Excerpts from point annotation data:
------------------------------------------------------------

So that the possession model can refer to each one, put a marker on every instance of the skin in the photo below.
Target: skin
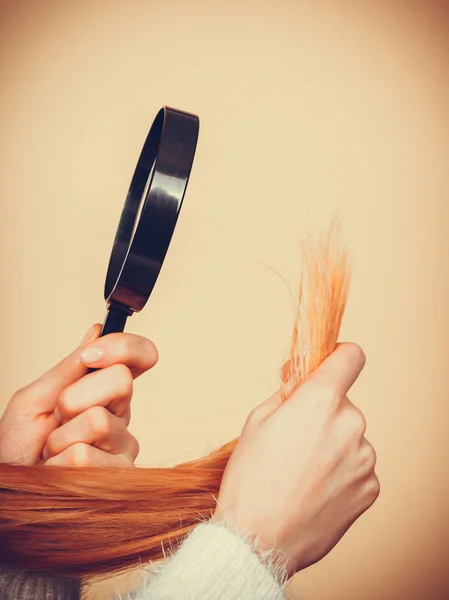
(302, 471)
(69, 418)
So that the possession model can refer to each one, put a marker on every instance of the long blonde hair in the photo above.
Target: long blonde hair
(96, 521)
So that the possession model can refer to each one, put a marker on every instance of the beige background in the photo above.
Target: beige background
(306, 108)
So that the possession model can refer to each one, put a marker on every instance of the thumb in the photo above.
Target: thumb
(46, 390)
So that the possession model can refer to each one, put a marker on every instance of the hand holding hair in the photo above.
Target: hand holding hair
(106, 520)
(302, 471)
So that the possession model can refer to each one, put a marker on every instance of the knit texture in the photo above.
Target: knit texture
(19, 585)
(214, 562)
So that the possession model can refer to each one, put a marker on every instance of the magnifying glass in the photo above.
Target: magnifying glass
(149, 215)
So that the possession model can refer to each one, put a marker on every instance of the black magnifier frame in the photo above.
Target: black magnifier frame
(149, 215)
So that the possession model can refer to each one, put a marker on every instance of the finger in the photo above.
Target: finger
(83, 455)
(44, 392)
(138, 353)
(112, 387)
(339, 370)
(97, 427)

------------------------------------------------------------

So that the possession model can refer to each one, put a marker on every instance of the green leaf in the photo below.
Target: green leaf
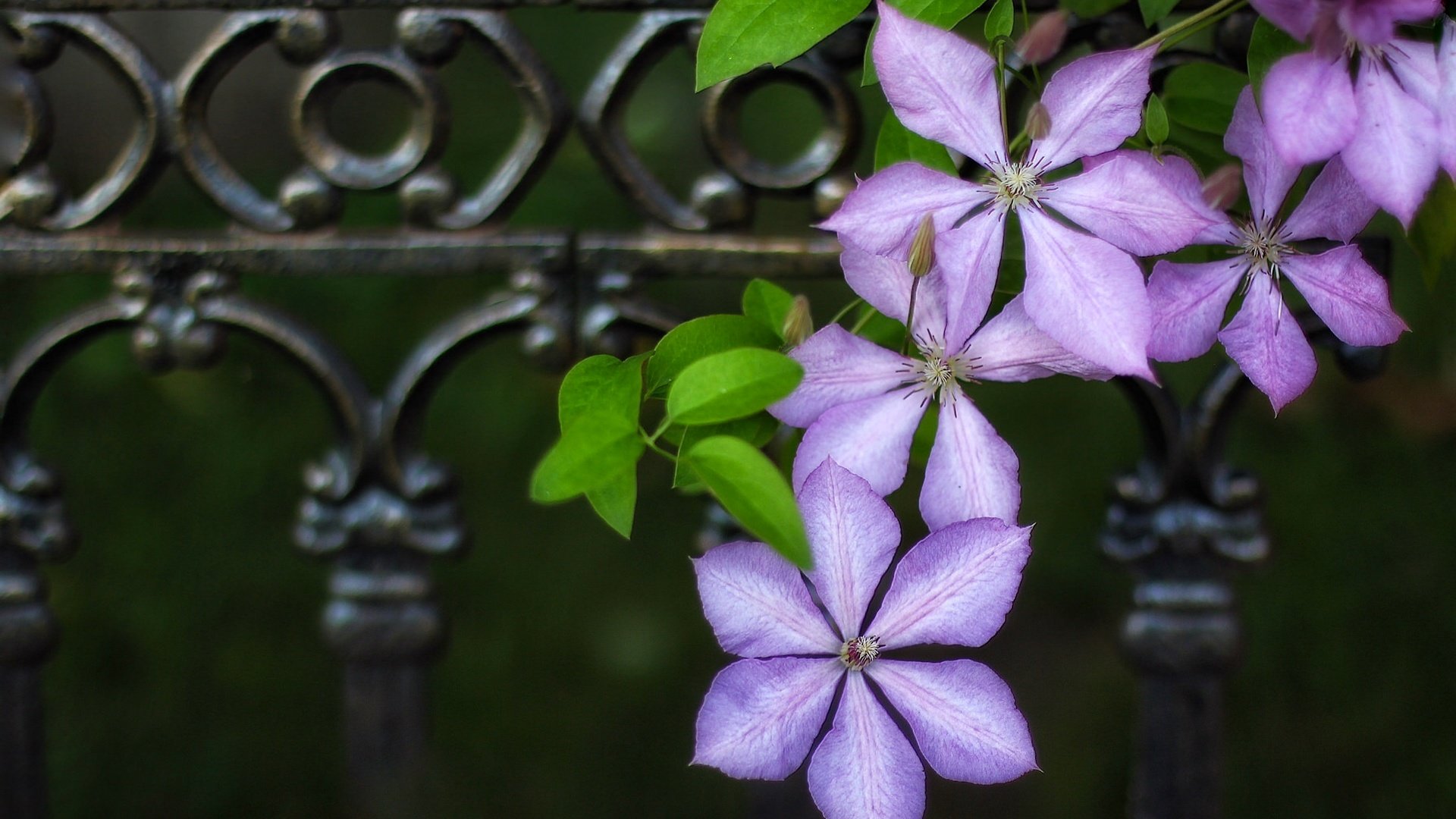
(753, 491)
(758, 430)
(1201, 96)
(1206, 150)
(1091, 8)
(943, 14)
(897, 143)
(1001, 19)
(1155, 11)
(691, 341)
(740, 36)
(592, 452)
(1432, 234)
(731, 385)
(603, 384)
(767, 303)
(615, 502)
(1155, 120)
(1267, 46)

------------------------------------------------------------

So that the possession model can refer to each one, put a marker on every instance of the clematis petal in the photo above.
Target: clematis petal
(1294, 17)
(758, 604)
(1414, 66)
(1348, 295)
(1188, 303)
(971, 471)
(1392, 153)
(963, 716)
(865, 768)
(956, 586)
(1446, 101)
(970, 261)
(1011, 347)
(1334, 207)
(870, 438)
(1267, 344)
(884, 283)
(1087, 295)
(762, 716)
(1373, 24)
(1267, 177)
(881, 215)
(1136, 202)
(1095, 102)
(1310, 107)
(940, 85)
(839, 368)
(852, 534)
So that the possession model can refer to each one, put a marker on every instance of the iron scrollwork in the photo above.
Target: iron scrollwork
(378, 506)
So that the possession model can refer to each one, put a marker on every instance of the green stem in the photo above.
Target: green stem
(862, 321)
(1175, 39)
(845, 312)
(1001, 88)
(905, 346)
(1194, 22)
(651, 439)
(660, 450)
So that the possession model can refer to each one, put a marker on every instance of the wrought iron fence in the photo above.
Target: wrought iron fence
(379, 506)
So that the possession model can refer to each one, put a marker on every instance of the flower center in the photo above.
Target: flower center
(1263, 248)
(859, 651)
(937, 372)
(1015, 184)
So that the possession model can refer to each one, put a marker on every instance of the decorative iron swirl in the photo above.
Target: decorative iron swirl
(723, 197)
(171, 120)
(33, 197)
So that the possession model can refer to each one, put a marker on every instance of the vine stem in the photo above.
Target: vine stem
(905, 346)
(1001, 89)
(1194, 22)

------------------------------------------------------------

> [Directions]: Report each line in the rows above that contains the word "flower". Treat uppercase and lowercase letters as different.

> [Finished exercise]:
So that the possession model can refer to each one, put a marker on every instance of the flower center in the photo above.
Target: flower center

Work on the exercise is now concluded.